◆ **Extract**
ANNUAL REVENUE PERFORMANCE FY 2019/2020

PRESS RELEASE 20/08/2020

Introduction

In spite of the difficult operating economic environment brought about by COVID-19 pandemic, the revenue collection in FY 2019/20 (July 2019 - June 2020) reached a new record with Kshs. 1.607 Trillion collected, compared to Kshs. 1.580 Trillion collected in FY 2018/19. This represents a performance rate of 97.9% and revenue growth of 1.7% compared to last Financial Year. The performance is favourable and matches the prevailing economic indicators, especially the projected GDP growth of between 1.5% and 2.3% in 2020.

In addition, KRA collected other monies including Agency Fees amounting to Kshs. 97.114 Billion. This is revenue collected on behalf of other government agencies mainly at the ports of entry. They include Road Maintenance Levy, Airport Revenue, Aviation Revenue, and Petroleum Development Fund amongst other levies.

The exchequer revenue grew by 2.2% with a collection of Kshs. 1.510 Trillion compared to Kshs. 1.477 Trillion collected in FY 2018/19. This translates to a performance rate of 98.6% against target.

Customs and Domestic Taxes Performance

Revenue collection by Domestic Taxes Department (DTD) experienced a growth of 4.0% in FY 2019/20, down from an average growth of 13.9% recorded in the period July 2019 to February 2020. DTD collected Kshs. 1.092 Trillion in FY 2019/20 translating to a performance rate of 97.8% against target.

Customs and Border Control (C&BC) revenue collection amounted to Kshs. 510.63 billion translating to a performance rate of 98.4%. The revenue collection registered a reduction of 2.8% compared to the previous Financial Year.

Performance of Key Tax Heads

Corporation Tax: The tax head recorded a growth of 4.8% in FY 2019/20 which is a drop from an average growth of 8.2% recorded between July 2019 and February 2020. This performance was driven by increased remittance from Finance and Insurance and Manufacturing sectors which account for about ½ of total Corporation Tax collections. In ISO 9001:2015 CERTIFIED Page 3 of 4 particular, instalment remittance by firms within the Finance and Insurance sector grew by 7.6% in FY 2019/20, mainly due to growth of 6.4% in remittances by banks. Further, Corporation Tax remittance by firms within the Manufacturing sector also grew by 12.5% in the year.

[Dataset items]
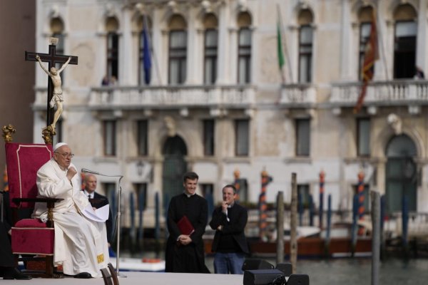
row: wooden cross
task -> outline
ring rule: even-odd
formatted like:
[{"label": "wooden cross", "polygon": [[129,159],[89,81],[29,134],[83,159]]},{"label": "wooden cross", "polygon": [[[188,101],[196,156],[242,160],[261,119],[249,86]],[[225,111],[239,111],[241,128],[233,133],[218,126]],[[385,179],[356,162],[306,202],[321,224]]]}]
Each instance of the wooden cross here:
[{"label": "wooden cross", "polygon": [[[56,46],[55,45],[49,45],[49,53],[31,53],[26,51],[25,52],[25,60],[29,61],[38,61],[36,59],[36,56],[40,56],[40,60],[43,62],[48,63],[48,71],[51,71],[51,68],[55,66],[56,63],[64,63],[70,56],[63,56],[56,54]],[[68,64],[77,64],[77,56],[71,56],[71,60]],[[48,76],[48,102],[47,102],[47,115],[46,115],[46,127],[49,126],[54,122],[54,112],[53,108],[49,105],[49,102],[52,99],[54,95],[54,85],[51,78]]]}]

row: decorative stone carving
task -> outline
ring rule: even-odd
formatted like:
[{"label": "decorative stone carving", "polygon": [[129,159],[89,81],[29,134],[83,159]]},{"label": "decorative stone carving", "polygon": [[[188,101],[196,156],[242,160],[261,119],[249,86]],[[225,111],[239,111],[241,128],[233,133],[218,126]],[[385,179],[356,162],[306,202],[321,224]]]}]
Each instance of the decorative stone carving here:
[{"label": "decorative stone carving", "polygon": [[167,116],[163,119],[165,127],[168,137],[175,137],[177,135],[175,121],[172,117]]},{"label": "decorative stone carving", "polygon": [[401,118],[394,113],[391,113],[388,115],[387,120],[388,121],[388,124],[392,128],[395,135],[401,135],[403,133]]},{"label": "decorative stone carving", "polygon": [[3,138],[5,142],[11,142],[14,140],[12,134],[14,134],[16,130],[15,130],[15,128],[12,125],[4,125],[1,128],[1,130],[3,130]]}]

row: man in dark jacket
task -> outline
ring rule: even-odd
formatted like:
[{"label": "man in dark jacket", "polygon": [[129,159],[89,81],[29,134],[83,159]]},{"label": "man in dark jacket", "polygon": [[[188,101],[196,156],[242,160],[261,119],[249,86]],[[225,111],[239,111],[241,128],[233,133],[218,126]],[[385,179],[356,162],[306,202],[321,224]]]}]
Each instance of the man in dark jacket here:
[{"label": "man in dark jacket", "polygon": [[[103,206],[108,204],[108,200],[106,196],[101,195],[101,194],[95,192],[96,190],[96,177],[91,174],[85,175],[85,189],[83,192],[88,199],[91,204],[94,208],[98,209]],[[108,242],[108,248],[111,245],[111,227],[113,226],[113,218],[111,215],[111,209],[109,209],[108,219],[106,221],[106,229],[107,231],[107,242]]]},{"label": "man in dark jacket", "polygon": [[249,253],[245,229],[248,219],[247,209],[235,202],[236,188],[223,187],[223,203],[213,212],[210,222],[215,229],[211,251],[214,256],[214,271],[222,274],[242,274],[245,255]]}]

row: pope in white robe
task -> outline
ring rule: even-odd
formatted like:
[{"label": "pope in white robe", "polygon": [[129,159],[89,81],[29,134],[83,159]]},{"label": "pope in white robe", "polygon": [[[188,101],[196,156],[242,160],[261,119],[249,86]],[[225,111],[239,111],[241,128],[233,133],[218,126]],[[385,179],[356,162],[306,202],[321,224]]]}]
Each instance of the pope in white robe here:
[{"label": "pope in white robe", "polygon": [[[54,209],[54,264],[62,265],[65,274],[76,278],[101,277],[100,269],[109,262],[106,223],[82,214],[90,203],[81,191],[73,156],[68,145],[59,142],[52,159],[37,172],[38,197],[63,199]],[[36,203],[33,217],[46,219],[46,205]]]}]

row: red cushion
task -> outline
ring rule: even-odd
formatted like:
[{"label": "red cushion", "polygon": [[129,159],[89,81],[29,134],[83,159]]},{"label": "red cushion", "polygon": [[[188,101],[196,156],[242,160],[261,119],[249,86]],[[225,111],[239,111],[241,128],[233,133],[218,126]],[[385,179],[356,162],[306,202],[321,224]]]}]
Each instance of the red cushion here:
[{"label": "red cushion", "polygon": [[[11,207],[16,207],[12,199],[37,195],[37,171],[54,152],[51,145],[6,142],[5,147]],[[34,203],[21,203],[19,207],[32,208]]]},{"label": "red cushion", "polygon": [[15,224],[14,227],[46,227],[46,223],[41,222],[39,219],[23,219]]},{"label": "red cushion", "polygon": [[12,227],[12,252],[20,254],[54,254],[53,228]]}]

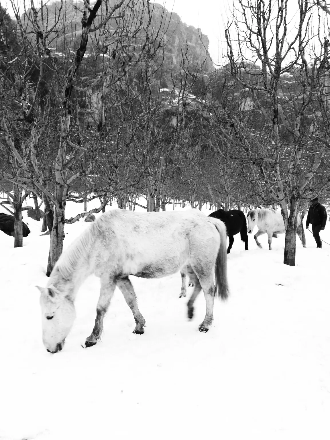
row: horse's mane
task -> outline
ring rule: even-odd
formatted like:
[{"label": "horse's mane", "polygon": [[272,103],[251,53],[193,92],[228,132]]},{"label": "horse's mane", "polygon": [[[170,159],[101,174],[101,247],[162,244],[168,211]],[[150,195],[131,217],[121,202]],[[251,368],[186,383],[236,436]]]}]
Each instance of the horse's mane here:
[{"label": "horse's mane", "polygon": [[276,213],[275,209],[273,209],[272,208],[260,208],[256,210],[257,211],[258,216],[260,220],[264,220],[269,215],[270,211],[273,213],[274,214]]},{"label": "horse's mane", "polygon": [[274,214],[276,213],[276,211],[272,208],[259,208],[257,209],[252,209],[248,213],[246,216],[248,217],[249,216],[251,220],[254,220],[255,216],[257,215],[260,220],[264,220],[269,214],[270,211]]},{"label": "horse's mane", "polygon": [[87,257],[95,239],[95,224],[93,223],[77,237],[62,254],[54,269],[57,269],[63,278],[70,278],[76,268],[78,261],[82,258],[85,259]]}]

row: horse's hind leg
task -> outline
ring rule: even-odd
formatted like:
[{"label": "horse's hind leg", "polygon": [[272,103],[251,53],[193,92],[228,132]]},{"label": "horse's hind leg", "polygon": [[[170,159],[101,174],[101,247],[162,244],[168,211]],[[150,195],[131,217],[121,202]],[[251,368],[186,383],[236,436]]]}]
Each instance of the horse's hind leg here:
[{"label": "horse's hind leg", "polygon": [[103,319],[109,308],[115,287],[115,283],[109,278],[108,274],[102,275],[101,277],[100,296],[96,306],[95,325],[92,333],[85,341],[84,348],[95,345],[98,341],[99,340],[103,331]]},{"label": "horse's hind leg", "polygon": [[268,247],[269,250],[271,250],[271,238],[273,236],[273,233],[271,231],[267,232],[268,235]]},{"label": "horse's hind leg", "polygon": [[262,235],[263,234],[265,234],[265,233],[266,233],[264,231],[260,231],[260,230],[259,230],[257,233],[257,234],[256,234],[256,235],[254,235],[254,239],[256,240],[256,243],[257,243],[258,247],[261,248],[262,247],[261,245],[258,241],[258,237],[259,237],[260,235]]},{"label": "horse's hind leg", "polygon": [[194,303],[198,296],[198,293],[202,290],[202,286],[199,282],[199,280],[197,278],[195,273],[189,274],[190,279],[192,281],[194,285],[194,290],[189,301],[188,301],[188,317],[191,319],[194,316]]},{"label": "horse's hind leg", "polygon": [[234,243],[234,236],[228,235],[228,237],[229,238],[229,246],[228,246],[228,249],[227,249],[227,253],[229,253],[230,252],[230,250],[232,247]]},{"label": "horse's hind leg", "polygon": [[206,305],[205,318],[202,323],[200,324],[198,330],[202,332],[207,332],[213,322],[213,308],[214,304],[214,297],[216,294],[216,288],[212,278],[209,279],[201,280],[201,283],[203,287],[203,291]]},{"label": "horse's hind leg", "polygon": [[143,334],[144,333],[143,326],[146,325],[146,322],[139,310],[136,297],[129,279],[128,277],[119,279],[117,280],[117,286],[124,295],[125,301],[134,317],[136,325],[133,333],[136,334]]},{"label": "horse's hind leg", "polygon": [[181,293],[179,298],[182,297],[186,297],[187,296],[187,287],[186,286],[186,274],[182,271],[180,271],[181,274]]}]

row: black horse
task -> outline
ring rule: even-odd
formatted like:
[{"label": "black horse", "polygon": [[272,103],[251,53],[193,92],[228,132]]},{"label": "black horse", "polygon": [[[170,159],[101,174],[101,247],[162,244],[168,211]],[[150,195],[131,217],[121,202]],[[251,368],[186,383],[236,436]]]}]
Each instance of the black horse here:
[{"label": "black horse", "polygon": [[222,220],[226,225],[227,235],[229,237],[229,246],[227,249],[227,253],[230,252],[233,246],[234,236],[238,232],[241,234],[241,239],[245,243],[245,250],[249,250],[246,218],[242,211],[239,209],[231,209],[230,211],[218,209],[210,214],[209,216],[214,217],[219,220]]},{"label": "black horse", "polygon": [[[0,213],[0,231],[7,235],[14,237],[15,235],[14,220],[14,216]],[[27,237],[30,233],[30,230],[24,222],[22,222],[22,232],[23,237]]]}]

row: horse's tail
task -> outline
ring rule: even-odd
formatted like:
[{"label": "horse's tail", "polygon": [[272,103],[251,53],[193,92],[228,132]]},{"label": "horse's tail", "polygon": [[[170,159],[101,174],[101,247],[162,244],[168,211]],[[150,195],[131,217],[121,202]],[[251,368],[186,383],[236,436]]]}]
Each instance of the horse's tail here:
[{"label": "horse's tail", "polygon": [[227,234],[226,226],[221,220],[213,221],[220,235],[220,247],[216,260],[216,290],[222,300],[228,297],[229,289],[227,280]]},{"label": "horse's tail", "polygon": [[306,237],[305,237],[305,231],[304,228],[304,225],[302,223],[302,219],[300,214],[298,214],[301,221],[301,243],[303,247],[306,247]]},{"label": "horse's tail", "polygon": [[[243,215],[241,215],[241,213],[243,214]],[[238,215],[242,218],[242,221],[243,222],[243,225],[240,231],[240,235],[241,235],[241,240],[244,242],[249,240],[249,237],[247,235],[247,225],[246,224],[246,217],[244,215],[244,213],[242,212],[241,211],[238,211]]]}]

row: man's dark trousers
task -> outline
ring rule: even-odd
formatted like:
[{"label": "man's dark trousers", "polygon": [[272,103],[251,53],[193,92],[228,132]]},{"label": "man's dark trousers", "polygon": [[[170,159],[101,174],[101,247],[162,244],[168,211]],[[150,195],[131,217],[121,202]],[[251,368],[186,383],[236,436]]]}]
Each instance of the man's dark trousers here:
[{"label": "man's dark trousers", "polygon": [[315,238],[316,242],[316,245],[318,247],[322,247],[322,242],[320,238],[319,233],[321,231],[321,225],[315,224],[315,226],[312,225],[312,230],[313,231],[313,236]]}]

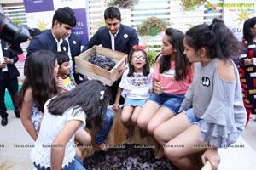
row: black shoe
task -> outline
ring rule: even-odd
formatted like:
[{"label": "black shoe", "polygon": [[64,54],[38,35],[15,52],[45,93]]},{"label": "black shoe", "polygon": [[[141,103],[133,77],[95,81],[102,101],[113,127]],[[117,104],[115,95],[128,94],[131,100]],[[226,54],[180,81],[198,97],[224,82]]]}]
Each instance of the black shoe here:
[{"label": "black shoe", "polygon": [[2,117],[1,125],[6,126],[8,122],[7,116]]},{"label": "black shoe", "polygon": [[20,113],[15,113],[16,118],[20,118]]}]

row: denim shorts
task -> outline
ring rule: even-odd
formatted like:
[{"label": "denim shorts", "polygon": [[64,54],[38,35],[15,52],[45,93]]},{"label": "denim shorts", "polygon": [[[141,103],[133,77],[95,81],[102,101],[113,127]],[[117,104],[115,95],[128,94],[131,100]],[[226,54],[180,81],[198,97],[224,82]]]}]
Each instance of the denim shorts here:
[{"label": "denim shorts", "polygon": [[188,109],[185,111],[185,114],[187,115],[189,122],[193,125],[196,124],[198,126],[201,126],[201,123],[203,122],[202,119],[198,118],[195,113],[193,108]]},{"label": "denim shorts", "polygon": [[131,106],[141,106],[143,107],[147,99],[126,99],[124,105],[131,105]]},{"label": "denim shorts", "polygon": [[[44,166],[41,167],[40,165],[38,165],[34,162],[34,167],[37,170],[50,170],[49,167],[45,168]],[[79,158],[77,156],[74,157],[74,160],[70,162],[67,166],[65,166],[63,170],[85,170],[85,168],[83,166],[83,163]]]},{"label": "denim shorts", "polygon": [[183,94],[166,93],[162,93],[160,95],[153,93],[148,99],[148,100],[154,101],[160,106],[166,106],[169,108],[174,115],[177,115],[178,113],[180,105],[183,101]]}]

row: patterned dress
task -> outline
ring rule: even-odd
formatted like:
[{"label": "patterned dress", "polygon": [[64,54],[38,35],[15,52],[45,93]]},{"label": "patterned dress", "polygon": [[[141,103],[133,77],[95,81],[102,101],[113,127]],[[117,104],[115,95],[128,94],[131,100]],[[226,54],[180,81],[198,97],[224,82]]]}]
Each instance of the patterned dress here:
[{"label": "patterned dress", "polygon": [[240,79],[242,87],[243,102],[247,112],[247,123],[250,114],[256,114],[256,65],[245,65],[246,59],[256,58],[256,42],[243,41],[246,50],[240,57]]}]

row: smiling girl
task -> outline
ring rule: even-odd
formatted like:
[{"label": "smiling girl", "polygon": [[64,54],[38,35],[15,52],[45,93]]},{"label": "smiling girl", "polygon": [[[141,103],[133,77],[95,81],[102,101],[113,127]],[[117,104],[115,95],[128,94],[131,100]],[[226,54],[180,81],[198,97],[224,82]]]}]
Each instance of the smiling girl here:
[{"label": "smiling girl", "polygon": [[[178,113],[193,80],[192,65],[183,54],[183,38],[182,31],[167,28],[162,39],[162,51],[154,74],[154,93],[137,122],[137,126],[151,136],[156,127]],[[156,158],[163,156],[160,150]]]},{"label": "smiling girl", "polygon": [[133,46],[129,57],[129,69],[125,70],[115,99],[113,109],[119,108],[119,99],[125,99],[121,115],[121,121],[127,128],[127,139],[133,136],[134,123],[143,105],[153,92],[153,72],[148,65],[148,59],[144,46]]}]

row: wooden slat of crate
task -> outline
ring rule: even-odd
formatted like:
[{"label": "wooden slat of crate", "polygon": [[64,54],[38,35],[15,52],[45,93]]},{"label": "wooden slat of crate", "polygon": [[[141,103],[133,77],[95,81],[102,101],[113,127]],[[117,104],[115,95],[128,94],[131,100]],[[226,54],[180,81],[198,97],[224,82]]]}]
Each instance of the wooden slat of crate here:
[{"label": "wooden slat of crate", "polygon": [[[116,65],[111,71],[108,71],[93,65],[88,62],[92,54],[110,57],[116,63]],[[113,51],[100,46],[94,46],[75,58],[76,71],[90,78],[100,80],[103,83],[111,86],[118,80],[119,70],[126,65],[126,59],[127,54],[125,53]]]}]

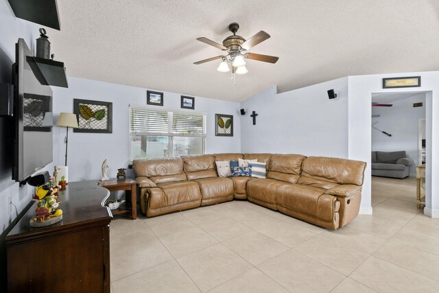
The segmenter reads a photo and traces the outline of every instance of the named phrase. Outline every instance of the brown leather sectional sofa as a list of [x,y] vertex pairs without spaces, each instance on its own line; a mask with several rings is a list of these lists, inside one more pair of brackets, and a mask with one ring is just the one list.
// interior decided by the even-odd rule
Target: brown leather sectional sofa
[[[266,178],[217,176],[215,161],[238,159],[266,163]],[[335,230],[358,215],[366,163],[300,154],[216,154],[134,160],[133,169],[148,217],[239,198]]]

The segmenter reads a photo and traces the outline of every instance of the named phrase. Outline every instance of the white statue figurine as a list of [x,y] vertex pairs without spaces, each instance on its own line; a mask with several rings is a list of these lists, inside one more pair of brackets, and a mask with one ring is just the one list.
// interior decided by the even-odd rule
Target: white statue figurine
[[107,159],[104,160],[102,163],[102,178],[101,178],[101,181],[105,181],[106,180],[109,180],[110,178],[107,177],[107,171],[108,170],[108,164],[107,163]]
[[59,182],[58,180],[58,176],[60,176],[60,168],[58,168],[58,166],[55,166],[54,169],[55,171],[54,171],[54,185],[55,185],[55,187],[56,187],[58,186],[58,183]]

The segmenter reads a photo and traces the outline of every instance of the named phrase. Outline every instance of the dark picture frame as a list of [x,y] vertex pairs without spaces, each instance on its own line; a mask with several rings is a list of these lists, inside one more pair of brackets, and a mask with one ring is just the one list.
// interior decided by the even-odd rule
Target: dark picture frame
[[163,106],[163,93],[147,91],[146,104],[148,105]]
[[181,108],[183,109],[195,110],[195,97],[182,95]]
[[215,115],[215,136],[233,136],[233,115],[226,114]]
[[112,103],[73,99],[73,113],[78,128],[73,132],[112,133]]
[[[409,82],[412,80],[413,84]],[[405,83],[407,83],[405,84]],[[420,76],[383,78],[383,89],[413,88],[420,86]]]

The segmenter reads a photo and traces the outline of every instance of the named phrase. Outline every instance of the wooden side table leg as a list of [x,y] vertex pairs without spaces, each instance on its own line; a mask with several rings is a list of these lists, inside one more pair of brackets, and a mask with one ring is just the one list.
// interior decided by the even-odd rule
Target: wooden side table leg
[[131,185],[131,212],[132,213],[132,220],[137,218],[137,196],[136,190],[137,189],[137,184]]
[[420,178],[416,178],[416,207],[420,209]]

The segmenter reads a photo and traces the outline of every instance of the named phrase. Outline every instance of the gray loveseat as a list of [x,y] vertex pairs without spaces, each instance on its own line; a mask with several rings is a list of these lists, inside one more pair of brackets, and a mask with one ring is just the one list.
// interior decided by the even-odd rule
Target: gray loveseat
[[403,178],[409,176],[413,160],[405,150],[372,152],[372,176]]

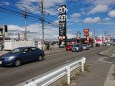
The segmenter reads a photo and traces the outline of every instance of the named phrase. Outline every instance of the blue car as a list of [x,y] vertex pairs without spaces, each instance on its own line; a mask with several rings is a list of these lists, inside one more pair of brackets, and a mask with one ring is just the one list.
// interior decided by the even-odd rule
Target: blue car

◆ **Task set**
**1.** List the agency fees that the revenue press release names as collected on behalf of other government agencies.
**2.** Go on with the revenue press release, picking up right after the sentence about Corporation Tax remittance in the Manufacturing sector.

◆ **Outputs in order**
**1.** Road Maintenance Levy, Airport Revenue, Aviation Revenue, Petroleum Development Fund

**2.**
PAYE: The PAYE Tax grew by 2.0% in FY 2019/20, a drop from an average growth of 11.0% recorded between July 2019 and February 2020. The slow growth was driven by decline in employment rate in the fourth quarter emanating from measures taken by mainly private firms to reduce operating costs. The tax head was also majorly affected by the reduction of the top PAYE rate from 30% to 25% and a 100% tax relief for persons earning below Ksh. 24, 000 per month.

Withholding Tax: The tax head recorded a growth of 18.2% in FY 2019/20, which is a drop from an average growth of 29.1% recorded between July 2019 and February 2020. This performance was boosted by increased Withholding Tax remittance from interest component which grew by 4.7%; remittance from dividends component grew by 13.6%; Management, Professional, Training Fees components recorded growth in remittance of 6.8%; while remittance from Contractual Fees grew by 15.9%.

Domestic Excise: the tax head recorded a decline of 6.4% in FY 2019/20, a dip from an average growth of 4.3% recorded between July 2019 and February 2020. This performance is mainly attributed to the effects of the COVID-19 pandemic, which contributed to the decline of production of excisable products like cigarettes, spirits, keg beer and non-keg beer.

Domestic VAT: Domestic VAT recorded a reduction of 7.0% in FY 2019/20, a dip from an average growth of 2.8% recorded between July 2019 and February 2020. The performance of the tax head was majorly impacted by the COVID-19 pandemic, which saw business turnovers decline. In addition, reduction of VAT rate from 16% to 14% also had an adverse effect on the tax head’s performance.

Trade Taxes: Non-oil revenue streams recorded a decline in remittance of 3.5% compared to the average growth of 3.4% experienced between July 2019 and February 2020. The performance is attributed to the slow growth in non-oil imports that had a value growth of 2.9%. In the period of July 2019 to February 2020, non-oil import value grew by 9.7%, while April - June 2020 recorded a sharp value decline of 13.9%. The tax head was also affected by drop in activities at airports (passenger arrivals) due to airport closures and the adjustment of VAT rate from 16% to 14% on all imports that are VATable.

Petroleum Taxes: Oil revenue recorded a decline of 1.4% in FY 2019/20, a dip from the average growth of 12.3% experienced between July 2019 and February 2020. This is attributed to the decline of overall oil import volumes by 4.9% in the year.

Therefore, the gentle growth in overall revenue collection is attributed to COVID-19 pandemic that had an adverse effect on the 4th Quarter performance as KRA had recorded a growth of 11.2% in the period before the pandemic (July 2019 to February 2020).

Conclusion

On behalf of the KRA Board of Directors and Staff, I commend the compliant taxpayers for honouring their obligation. Despite the unprecedented challenges brought about by the COVID-19 pandemic, you still paid taxes. Your great contribution to Kenya’s economic sustainability goes a long way in ensuring the sovereignty of this great nation. KRA reiterate its commitment to integrity and professionalism in serving taxpayers. The Authority is determined to make the taxpaying experience better for all its customers. KRA is optimistic that we will perform better in this new financial year.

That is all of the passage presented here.